▶ _Instructions to follow_: Please reproduce all of the entries below with every "Formatted like this sample" changed to "Follow the format of this sample", keeping everything else the same.

[Excerpt from a dataset]
* start *

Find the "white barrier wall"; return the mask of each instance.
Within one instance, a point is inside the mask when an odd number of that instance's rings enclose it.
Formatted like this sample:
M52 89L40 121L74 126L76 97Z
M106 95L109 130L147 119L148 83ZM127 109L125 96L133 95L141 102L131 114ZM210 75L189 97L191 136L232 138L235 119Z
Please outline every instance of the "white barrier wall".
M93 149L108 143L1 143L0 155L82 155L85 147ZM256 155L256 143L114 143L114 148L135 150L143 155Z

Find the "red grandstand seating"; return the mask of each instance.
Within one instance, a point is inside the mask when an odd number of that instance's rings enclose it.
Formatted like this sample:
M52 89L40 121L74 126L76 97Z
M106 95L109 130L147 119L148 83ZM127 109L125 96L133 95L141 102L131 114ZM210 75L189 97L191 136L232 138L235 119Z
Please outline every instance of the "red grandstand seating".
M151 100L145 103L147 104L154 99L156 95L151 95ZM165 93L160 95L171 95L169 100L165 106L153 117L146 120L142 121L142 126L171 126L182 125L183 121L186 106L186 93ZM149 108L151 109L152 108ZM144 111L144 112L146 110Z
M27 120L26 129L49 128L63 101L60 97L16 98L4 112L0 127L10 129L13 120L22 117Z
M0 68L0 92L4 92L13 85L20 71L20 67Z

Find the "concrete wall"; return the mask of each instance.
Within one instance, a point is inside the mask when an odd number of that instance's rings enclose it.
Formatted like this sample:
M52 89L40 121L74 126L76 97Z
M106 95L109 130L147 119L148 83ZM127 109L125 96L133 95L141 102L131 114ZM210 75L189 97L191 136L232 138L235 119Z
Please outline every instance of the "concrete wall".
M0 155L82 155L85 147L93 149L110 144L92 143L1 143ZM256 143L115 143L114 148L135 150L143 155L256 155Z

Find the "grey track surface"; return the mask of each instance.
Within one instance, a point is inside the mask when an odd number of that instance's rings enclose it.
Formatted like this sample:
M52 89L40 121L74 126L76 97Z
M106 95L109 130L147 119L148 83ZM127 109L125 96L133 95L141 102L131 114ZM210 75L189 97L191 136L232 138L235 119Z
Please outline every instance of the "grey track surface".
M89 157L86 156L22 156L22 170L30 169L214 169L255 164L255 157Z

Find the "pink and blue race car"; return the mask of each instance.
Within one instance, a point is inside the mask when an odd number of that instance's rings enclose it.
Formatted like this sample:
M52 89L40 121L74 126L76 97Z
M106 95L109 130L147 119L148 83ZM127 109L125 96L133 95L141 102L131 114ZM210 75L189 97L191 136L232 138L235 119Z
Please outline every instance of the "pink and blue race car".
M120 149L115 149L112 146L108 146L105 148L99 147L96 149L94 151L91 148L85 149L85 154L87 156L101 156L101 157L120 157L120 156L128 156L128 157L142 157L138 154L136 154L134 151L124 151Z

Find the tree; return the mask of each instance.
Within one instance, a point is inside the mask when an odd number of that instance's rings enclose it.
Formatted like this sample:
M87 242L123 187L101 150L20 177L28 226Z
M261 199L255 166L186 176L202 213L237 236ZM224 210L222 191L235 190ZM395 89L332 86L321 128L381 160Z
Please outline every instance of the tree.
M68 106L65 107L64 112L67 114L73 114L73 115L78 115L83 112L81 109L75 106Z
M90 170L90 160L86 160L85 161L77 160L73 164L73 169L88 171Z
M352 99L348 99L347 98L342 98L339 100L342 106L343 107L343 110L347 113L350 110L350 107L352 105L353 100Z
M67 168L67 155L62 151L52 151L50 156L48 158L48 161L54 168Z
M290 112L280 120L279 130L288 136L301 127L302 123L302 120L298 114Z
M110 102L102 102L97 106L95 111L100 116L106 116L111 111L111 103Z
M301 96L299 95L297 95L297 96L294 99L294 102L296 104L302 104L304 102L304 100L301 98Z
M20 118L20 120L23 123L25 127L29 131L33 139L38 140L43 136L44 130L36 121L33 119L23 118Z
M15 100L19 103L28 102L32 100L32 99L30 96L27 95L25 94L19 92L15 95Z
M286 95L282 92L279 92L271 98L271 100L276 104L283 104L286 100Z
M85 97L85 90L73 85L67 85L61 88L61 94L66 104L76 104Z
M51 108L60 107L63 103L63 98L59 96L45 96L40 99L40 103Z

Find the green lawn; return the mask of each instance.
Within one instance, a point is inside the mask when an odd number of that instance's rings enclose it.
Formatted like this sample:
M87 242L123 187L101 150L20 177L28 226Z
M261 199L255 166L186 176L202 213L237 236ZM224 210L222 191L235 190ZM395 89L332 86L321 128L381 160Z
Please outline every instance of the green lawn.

* end *

▶ _Solution below_:
Find the "white barrier wall"; return the mask of each instance.
Within one instance, a point is inside the mask when an odd number of that instance's rings enclose it.
Follow the format of this sample:
M52 89L40 121L74 126L76 97Z
M106 95L109 130L147 119L148 83ZM127 109L125 96L133 95L141 102L131 114ZM210 75L189 97L191 136L232 138L235 119Z
Please outline every instance of the "white barrier wall".
M93 149L108 143L1 143L0 155L82 155L85 147ZM256 155L256 143L114 143L114 148L135 150L143 155Z

Find the "red grandstand seating"; return the mask of each instance.
Within one instance, a point is inside the mask when an odd number of that instance's rings enclose it.
Follow the format of this sample:
M52 89L40 121L74 126L76 97Z
M106 95L109 130L147 119L148 83ZM127 109L125 96L133 95L141 102L131 114ZM210 75L189 97L191 136L232 138L235 119Z
Please outline every instance of the "red grandstand seating".
M151 100L145 103L147 104L154 99L156 95L151 95ZM165 93L160 95L171 95L169 100L165 106L153 117L146 120L142 121L142 126L171 126L182 125L183 121L186 106L186 93ZM149 108L151 109L152 108ZM144 111L144 112L146 110Z
M27 120L26 129L49 128L63 101L60 97L16 98L4 112L0 127L10 129L13 120L22 117Z
M0 68L0 92L4 92L13 85L20 71L20 67Z

Find the "concrete wall"; return the mask of each instance.
Within one instance, a point is inside the mask when an odd number of that instance's rings enclose it.
Follow the format of this sample:
M52 89L40 121L74 126L76 97Z
M106 95L109 130L147 119L148 83ZM127 109L125 96L133 95L141 102L131 114ZM210 75L189 97L191 136L232 138L235 119Z
Please outline every instance of the "concrete wall".
M0 155L82 155L85 147L93 149L110 144L92 143L1 143ZM256 143L115 143L114 148L135 150L143 155L256 155Z

Find the "grey track surface"; return the mask of each instance.
Within one instance, a point is inside the mask when an odd number of that instance's rings enclose it.
Follow the format of this sample:
M52 89L40 121L74 126L76 97Z
M106 95L109 130L147 119L148 83ZM127 109L125 96L133 95L141 102L131 114ZM210 75L189 97L191 136L232 138L235 119Z
Please outline every instance of the "grey track surface".
M89 157L86 156L22 156L22 170L30 169L214 169L255 164L255 157Z

Find the "pink and blue race car"; return the mask of each instance.
Within one instance, a point is inside the mask when an odd number of that instance's rings enclose it.
Follow the format of this sample:
M52 89L40 121L74 126L76 97Z
M106 95L109 130L147 119L148 83ZM127 109L125 96L133 95L141 102L131 114ZM210 75L189 97L191 136L232 138L235 119Z
Please outline every instance of the "pink and blue race car".
M120 149L115 149L112 146L108 146L105 148L99 147L96 149L94 151L91 148L85 149L85 154L87 156L101 156L101 157L120 157L120 156L128 156L128 157L142 157L138 154L136 154L134 151L124 151Z

Find the tree; return the mask of each instance.
Within one instance, a point is inside the mask when an odd number of that instance's rings enclose it.
Follow the format of this sample:
M87 242L123 187L101 150L20 177L28 226Z
M261 199L255 166L186 176L202 213L237 236ZM224 210L222 191L235 190ZM395 89L332 86L321 128L381 160Z
Please outline every instance of the tree.
M68 106L65 107L64 112L67 114L73 114L73 115L78 115L83 112L81 109L75 106Z
M90 170L90 160L86 160L85 161L77 160L73 164L73 169L88 171Z
M352 99L348 99L347 98L342 98L339 100L342 106L343 107L343 110L347 113L350 110L350 107L352 105L353 100Z
M67 168L67 155L62 151L52 151L50 156L48 158L48 161L54 168Z
M290 112L280 120L279 130L288 136L301 127L302 123L302 120L298 114Z
M110 102L102 102L97 106L95 111L100 116L106 116L111 111L111 103Z
M301 96L299 95L297 95L297 96L294 99L294 102L296 104L302 104L304 102L304 100L301 98Z
M20 118L20 120L23 123L25 127L29 131L33 139L38 140L43 136L44 130L36 121L33 119L23 118Z
M15 100L19 103L28 102L32 100L32 99L30 96L27 95L25 94L19 92L15 95Z
M286 95L282 92L279 92L271 98L271 100L276 104L283 104L286 100Z
M85 97L85 90L73 85L67 85L61 88L61 94L66 104L76 104Z
M51 108L60 107L63 103L63 98L59 96L45 96L40 99L40 103Z

Find the green lawn; return the mask of each instance.
Within one instance, a point is inside the mask when an odd number of that instance's rings enclose it.
Follow the format of this sample:
M87 242L123 187L101 150L20 177L28 226Z
M261 199L255 166L186 176L202 213L237 236ZM224 210L222 191L235 190ZM395 89L332 86L321 128L381 160Z
Please outline every instance of the green lawn.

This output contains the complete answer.